Set exercise:
Identify each row below that contains the string "cover", treating uppercase and lowercase as different, and copy every such row in full.

>> START Data for this task

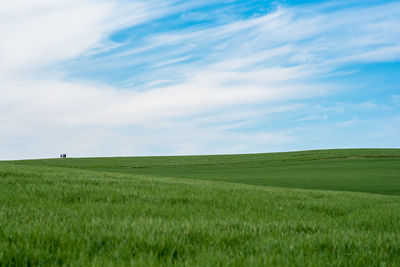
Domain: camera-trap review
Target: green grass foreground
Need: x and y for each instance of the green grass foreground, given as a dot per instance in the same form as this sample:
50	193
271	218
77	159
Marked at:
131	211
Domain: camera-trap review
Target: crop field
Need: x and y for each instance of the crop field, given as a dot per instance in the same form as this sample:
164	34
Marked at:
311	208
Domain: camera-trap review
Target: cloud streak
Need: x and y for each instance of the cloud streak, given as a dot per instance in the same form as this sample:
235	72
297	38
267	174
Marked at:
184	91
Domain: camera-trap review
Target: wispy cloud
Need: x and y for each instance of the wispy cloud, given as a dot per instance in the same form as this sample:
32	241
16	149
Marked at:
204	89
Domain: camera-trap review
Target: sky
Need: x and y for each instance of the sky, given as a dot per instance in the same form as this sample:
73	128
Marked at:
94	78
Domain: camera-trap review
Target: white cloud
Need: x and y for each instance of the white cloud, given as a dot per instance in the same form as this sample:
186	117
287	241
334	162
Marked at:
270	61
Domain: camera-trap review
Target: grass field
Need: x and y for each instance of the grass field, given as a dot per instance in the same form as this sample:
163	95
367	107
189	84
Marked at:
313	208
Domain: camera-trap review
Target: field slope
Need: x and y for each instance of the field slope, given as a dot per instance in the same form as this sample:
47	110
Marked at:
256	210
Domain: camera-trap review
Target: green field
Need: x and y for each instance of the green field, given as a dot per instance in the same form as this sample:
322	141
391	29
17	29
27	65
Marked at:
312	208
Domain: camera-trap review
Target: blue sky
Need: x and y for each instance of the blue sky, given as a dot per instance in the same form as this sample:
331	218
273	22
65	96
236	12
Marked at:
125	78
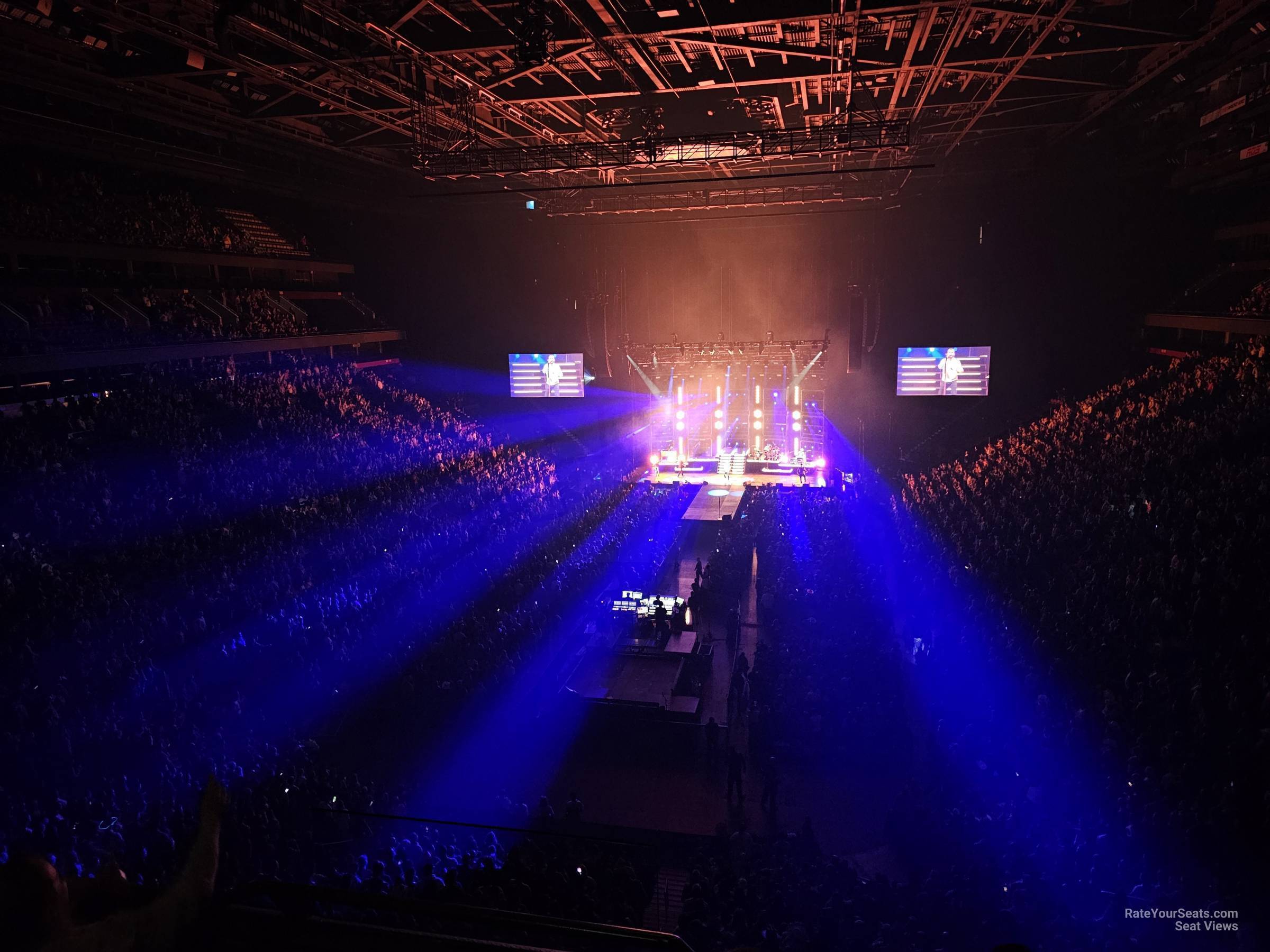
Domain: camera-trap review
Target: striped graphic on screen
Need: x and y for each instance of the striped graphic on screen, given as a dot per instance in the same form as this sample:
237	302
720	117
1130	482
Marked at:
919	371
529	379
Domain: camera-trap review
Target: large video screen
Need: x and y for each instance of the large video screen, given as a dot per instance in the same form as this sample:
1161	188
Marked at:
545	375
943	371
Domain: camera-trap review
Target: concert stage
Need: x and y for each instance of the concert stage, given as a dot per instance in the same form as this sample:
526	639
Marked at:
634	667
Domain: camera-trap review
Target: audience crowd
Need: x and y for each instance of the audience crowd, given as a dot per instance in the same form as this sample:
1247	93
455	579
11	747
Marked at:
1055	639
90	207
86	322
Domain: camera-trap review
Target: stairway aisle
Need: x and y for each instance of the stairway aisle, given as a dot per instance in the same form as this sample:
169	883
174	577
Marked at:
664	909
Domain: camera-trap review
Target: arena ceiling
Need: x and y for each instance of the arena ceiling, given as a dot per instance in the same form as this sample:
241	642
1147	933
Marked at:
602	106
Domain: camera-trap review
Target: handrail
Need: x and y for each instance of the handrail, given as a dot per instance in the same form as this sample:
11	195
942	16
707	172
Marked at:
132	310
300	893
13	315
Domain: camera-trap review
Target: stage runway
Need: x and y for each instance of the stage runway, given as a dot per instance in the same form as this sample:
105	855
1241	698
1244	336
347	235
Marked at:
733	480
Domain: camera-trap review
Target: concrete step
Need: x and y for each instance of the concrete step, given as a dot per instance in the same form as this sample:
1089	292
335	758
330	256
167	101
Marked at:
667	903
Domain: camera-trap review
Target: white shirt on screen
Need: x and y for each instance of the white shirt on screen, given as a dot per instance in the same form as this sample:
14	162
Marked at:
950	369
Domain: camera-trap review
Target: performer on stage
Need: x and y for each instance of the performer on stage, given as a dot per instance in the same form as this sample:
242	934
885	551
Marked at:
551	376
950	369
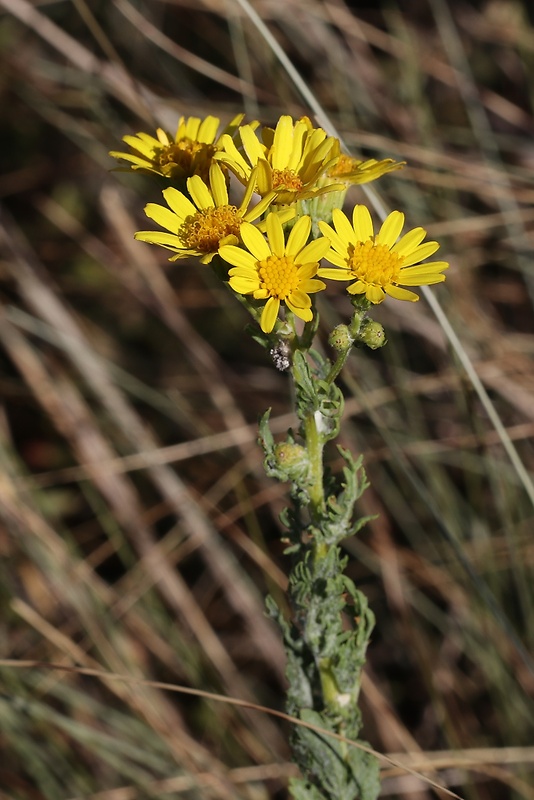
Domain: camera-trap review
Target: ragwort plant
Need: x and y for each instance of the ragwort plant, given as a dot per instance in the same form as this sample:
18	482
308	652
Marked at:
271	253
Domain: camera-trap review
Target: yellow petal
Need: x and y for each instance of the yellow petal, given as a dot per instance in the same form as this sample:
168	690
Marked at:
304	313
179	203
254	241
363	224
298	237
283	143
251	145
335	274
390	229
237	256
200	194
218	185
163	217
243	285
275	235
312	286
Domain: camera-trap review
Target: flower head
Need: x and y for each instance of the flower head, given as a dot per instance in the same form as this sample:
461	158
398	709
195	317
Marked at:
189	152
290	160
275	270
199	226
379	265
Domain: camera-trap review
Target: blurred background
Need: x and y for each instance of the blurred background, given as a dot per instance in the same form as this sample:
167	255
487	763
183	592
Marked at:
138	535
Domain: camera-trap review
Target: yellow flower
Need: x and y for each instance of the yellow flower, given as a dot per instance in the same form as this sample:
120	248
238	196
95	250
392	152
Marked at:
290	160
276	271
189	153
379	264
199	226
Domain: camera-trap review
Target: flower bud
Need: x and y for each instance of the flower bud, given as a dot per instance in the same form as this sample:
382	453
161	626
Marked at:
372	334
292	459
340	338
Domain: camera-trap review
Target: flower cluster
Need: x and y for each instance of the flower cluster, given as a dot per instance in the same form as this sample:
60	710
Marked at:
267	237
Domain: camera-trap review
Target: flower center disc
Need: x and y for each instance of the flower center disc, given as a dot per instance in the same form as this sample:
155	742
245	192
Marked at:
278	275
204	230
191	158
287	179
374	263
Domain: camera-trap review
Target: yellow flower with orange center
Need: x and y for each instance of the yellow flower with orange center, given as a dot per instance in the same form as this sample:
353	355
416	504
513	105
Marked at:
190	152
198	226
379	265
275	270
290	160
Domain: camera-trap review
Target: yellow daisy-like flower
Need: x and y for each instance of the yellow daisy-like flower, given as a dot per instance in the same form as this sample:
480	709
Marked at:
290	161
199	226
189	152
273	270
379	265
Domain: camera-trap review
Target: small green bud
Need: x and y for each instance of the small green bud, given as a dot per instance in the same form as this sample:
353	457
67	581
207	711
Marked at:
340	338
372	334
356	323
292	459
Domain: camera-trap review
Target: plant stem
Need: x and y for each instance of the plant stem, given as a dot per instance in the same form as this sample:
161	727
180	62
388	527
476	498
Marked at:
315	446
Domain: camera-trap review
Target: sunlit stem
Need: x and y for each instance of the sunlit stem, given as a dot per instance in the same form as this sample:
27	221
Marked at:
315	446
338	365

>> END Data for this task
>> START Data for this task

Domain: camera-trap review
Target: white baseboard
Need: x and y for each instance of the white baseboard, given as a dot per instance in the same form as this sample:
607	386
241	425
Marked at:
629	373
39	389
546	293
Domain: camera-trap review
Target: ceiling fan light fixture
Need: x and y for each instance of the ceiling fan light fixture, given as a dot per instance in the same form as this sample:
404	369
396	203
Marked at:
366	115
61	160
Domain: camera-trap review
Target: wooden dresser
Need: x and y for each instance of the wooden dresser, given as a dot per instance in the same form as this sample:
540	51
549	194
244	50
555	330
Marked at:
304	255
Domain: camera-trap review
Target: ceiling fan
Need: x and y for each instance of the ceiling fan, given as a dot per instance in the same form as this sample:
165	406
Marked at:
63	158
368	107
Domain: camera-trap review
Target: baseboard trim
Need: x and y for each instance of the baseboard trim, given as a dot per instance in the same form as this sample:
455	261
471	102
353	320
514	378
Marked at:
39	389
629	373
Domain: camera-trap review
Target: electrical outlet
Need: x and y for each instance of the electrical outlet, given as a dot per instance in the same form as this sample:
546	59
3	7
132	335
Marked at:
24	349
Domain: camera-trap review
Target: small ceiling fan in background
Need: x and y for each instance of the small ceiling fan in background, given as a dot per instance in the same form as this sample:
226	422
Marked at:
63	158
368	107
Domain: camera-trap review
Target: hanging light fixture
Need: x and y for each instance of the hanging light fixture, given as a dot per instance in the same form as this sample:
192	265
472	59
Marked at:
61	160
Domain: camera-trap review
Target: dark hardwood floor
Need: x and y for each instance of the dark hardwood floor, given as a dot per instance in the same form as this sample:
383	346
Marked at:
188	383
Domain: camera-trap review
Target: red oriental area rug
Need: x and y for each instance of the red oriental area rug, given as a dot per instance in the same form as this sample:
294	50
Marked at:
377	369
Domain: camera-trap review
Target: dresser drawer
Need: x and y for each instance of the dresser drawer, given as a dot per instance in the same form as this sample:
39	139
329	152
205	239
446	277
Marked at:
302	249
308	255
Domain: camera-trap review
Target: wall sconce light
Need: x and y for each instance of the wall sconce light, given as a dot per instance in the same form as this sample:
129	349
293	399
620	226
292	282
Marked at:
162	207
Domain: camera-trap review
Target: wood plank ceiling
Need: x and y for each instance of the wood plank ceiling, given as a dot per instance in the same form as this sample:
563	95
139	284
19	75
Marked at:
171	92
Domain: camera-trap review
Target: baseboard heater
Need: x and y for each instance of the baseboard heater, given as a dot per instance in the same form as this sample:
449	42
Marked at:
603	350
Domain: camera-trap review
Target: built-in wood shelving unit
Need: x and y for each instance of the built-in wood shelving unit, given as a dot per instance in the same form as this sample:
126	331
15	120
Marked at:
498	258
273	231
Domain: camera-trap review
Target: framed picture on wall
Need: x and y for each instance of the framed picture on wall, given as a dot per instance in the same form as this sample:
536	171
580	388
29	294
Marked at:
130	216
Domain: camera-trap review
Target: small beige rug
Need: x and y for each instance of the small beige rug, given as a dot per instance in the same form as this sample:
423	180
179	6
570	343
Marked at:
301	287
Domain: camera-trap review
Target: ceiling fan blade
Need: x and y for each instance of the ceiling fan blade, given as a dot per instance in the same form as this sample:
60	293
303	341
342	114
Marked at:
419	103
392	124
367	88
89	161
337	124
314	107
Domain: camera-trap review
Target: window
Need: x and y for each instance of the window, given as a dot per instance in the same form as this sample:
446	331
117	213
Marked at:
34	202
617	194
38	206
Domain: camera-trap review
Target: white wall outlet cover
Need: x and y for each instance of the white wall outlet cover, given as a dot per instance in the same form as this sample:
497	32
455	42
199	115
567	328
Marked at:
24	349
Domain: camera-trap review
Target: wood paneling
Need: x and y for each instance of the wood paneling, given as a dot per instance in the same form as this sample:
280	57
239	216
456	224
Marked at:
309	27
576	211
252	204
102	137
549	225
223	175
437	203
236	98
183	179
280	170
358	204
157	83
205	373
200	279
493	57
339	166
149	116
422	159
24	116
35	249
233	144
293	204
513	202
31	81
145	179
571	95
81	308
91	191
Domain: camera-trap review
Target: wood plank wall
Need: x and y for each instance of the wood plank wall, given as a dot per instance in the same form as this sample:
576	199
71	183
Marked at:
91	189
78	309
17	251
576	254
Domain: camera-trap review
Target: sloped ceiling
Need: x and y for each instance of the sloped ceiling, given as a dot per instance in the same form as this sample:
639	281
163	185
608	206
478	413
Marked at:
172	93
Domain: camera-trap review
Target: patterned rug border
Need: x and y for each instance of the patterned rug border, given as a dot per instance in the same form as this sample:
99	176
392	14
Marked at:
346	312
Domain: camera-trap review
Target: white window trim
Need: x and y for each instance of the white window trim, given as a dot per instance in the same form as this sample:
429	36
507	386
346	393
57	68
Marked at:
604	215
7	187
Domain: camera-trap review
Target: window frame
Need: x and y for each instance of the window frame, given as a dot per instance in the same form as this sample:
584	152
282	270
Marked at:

>> END Data for this task

Written solution:
Target: white wall outlet cover
Need: x and y for each instance of the white wall outlet cover, given as a dot per instance in the same form as this sample:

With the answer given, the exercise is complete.